Output nothing but the lines from the line with "Could you please spot the bread slice" through the end of the listing below, both ends included.

▶ Location identification items:
————————

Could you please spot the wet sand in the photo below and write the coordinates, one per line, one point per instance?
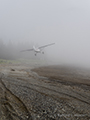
(44, 93)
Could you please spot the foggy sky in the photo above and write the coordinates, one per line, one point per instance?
(65, 22)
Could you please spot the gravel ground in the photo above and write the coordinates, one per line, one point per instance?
(55, 93)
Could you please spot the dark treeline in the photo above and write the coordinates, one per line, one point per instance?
(12, 50)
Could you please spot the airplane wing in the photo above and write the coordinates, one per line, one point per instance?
(46, 45)
(27, 50)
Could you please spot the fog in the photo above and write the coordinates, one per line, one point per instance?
(25, 23)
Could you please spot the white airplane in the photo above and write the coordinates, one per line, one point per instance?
(39, 49)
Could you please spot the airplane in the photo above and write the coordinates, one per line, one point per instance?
(39, 49)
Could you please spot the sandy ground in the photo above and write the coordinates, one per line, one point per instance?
(44, 93)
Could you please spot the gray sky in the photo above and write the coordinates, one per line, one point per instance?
(65, 22)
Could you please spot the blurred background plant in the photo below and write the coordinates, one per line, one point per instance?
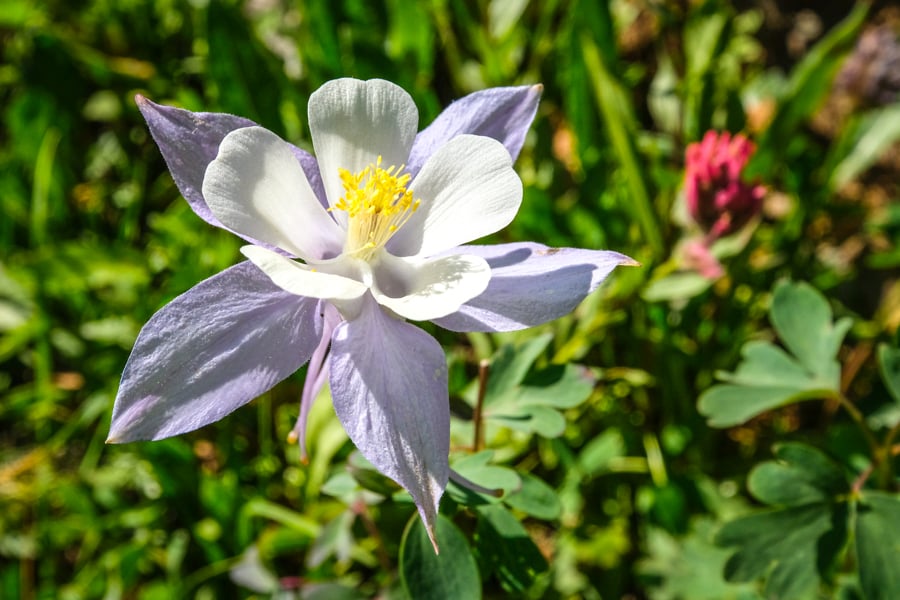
(615, 484)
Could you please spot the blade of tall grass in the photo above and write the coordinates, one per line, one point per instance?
(621, 127)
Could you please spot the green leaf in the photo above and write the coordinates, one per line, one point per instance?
(691, 566)
(477, 469)
(803, 320)
(878, 545)
(451, 574)
(529, 403)
(505, 548)
(600, 451)
(802, 475)
(792, 546)
(875, 134)
(768, 377)
(889, 363)
(730, 405)
(535, 498)
(677, 286)
(510, 365)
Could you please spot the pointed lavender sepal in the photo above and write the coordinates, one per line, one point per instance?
(189, 141)
(389, 386)
(531, 284)
(502, 113)
(210, 351)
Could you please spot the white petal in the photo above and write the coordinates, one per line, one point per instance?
(422, 290)
(257, 187)
(353, 122)
(468, 190)
(300, 279)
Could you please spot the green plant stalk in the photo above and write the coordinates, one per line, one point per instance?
(881, 452)
(620, 126)
(40, 191)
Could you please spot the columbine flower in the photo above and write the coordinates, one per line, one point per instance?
(343, 249)
(717, 199)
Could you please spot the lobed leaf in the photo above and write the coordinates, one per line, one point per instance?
(878, 545)
(803, 475)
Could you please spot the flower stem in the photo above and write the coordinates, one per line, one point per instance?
(484, 368)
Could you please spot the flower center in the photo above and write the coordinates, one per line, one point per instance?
(377, 204)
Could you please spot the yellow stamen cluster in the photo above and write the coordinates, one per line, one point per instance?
(377, 203)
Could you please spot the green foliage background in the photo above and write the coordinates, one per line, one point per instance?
(627, 497)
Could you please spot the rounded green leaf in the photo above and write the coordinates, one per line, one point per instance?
(450, 575)
(878, 545)
(802, 475)
(803, 320)
(730, 405)
(535, 498)
(504, 547)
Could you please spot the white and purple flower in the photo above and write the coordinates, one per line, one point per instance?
(344, 248)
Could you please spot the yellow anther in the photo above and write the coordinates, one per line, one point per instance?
(377, 204)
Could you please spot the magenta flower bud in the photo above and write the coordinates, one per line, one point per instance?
(717, 199)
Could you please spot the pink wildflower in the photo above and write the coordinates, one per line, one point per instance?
(717, 199)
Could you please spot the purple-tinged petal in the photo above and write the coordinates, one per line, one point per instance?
(189, 141)
(503, 113)
(211, 350)
(389, 387)
(531, 284)
(316, 375)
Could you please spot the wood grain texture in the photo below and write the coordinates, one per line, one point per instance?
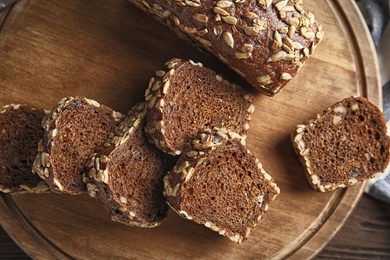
(107, 51)
(365, 235)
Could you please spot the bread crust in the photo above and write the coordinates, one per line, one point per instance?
(266, 42)
(179, 193)
(226, 105)
(55, 137)
(344, 145)
(20, 131)
(112, 188)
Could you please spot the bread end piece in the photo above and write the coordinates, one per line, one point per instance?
(345, 145)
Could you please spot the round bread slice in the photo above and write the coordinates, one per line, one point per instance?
(344, 145)
(73, 130)
(20, 132)
(218, 182)
(188, 98)
(128, 176)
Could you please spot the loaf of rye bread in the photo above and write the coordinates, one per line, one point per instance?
(219, 183)
(344, 145)
(20, 131)
(266, 42)
(186, 97)
(73, 130)
(127, 175)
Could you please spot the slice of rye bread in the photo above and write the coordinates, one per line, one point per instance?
(344, 145)
(73, 130)
(20, 131)
(265, 41)
(219, 183)
(127, 176)
(188, 98)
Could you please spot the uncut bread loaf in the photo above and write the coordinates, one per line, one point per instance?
(187, 97)
(128, 176)
(20, 131)
(73, 130)
(219, 183)
(266, 42)
(344, 145)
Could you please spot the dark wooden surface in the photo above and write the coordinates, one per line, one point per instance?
(365, 235)
(45, 71)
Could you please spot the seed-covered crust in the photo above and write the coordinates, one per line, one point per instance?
(264, 41)
(218, 182)
(127, 175)
(20, 131)
(73, 130)
(186, 98)
(344, 145)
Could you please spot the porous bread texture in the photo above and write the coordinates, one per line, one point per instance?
(73, 130)
(219, 183)
(128, 177)
(185, 98)
(266, 42)
(344, 145)
(20, 131)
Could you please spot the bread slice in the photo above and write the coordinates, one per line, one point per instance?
(187, 97)
(344, 145)
(20, 131)
(128, 176)
(73, 130)
(219, 183)
(266, 42)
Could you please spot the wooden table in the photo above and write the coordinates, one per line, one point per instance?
(59, 63)
(365, 235)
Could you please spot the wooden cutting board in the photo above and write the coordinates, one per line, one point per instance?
(107, 51)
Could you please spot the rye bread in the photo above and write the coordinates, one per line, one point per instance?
(186, 97)
(344, 145)
(266, 42)
(127, 176)
(73, 130)
(20, 131)
(219, 183)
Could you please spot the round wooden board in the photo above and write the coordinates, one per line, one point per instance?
(107, 51)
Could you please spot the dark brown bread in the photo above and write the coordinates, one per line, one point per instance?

————————

▶ Exercise output:
Could you please spot the bread slice in the photo above and write the coordinates, one per line, one point per instance?
(187, 97)
(344, 145)
(20, 131)
(128, 176)
(73, 130)
(219, 183)
(266, 42)
Could you please spot the wooden table in the photo above and write the coordinates, one per line, one point per instance?
(59, 63)
(365, 235)
Could you please spot the wooden cutting board in the photo above and write the coordinates, one per line, one point per instance?
(107, 51)
Could you please spot the rye bread in the photo above and write the coordinates, one per line, one point per instance?
(186, 97)
(344, 145)
(266, 42)
(127, 176)
(73, 130)
(20, 131)
(219, 183)
Could you please spot the round wooden board in the photo above and write the coordinates, one per line, one point per instance?
(107, 51)
Could you please spot the dark brown bread in the photo above and write the coordinates, one per line, one point per instance?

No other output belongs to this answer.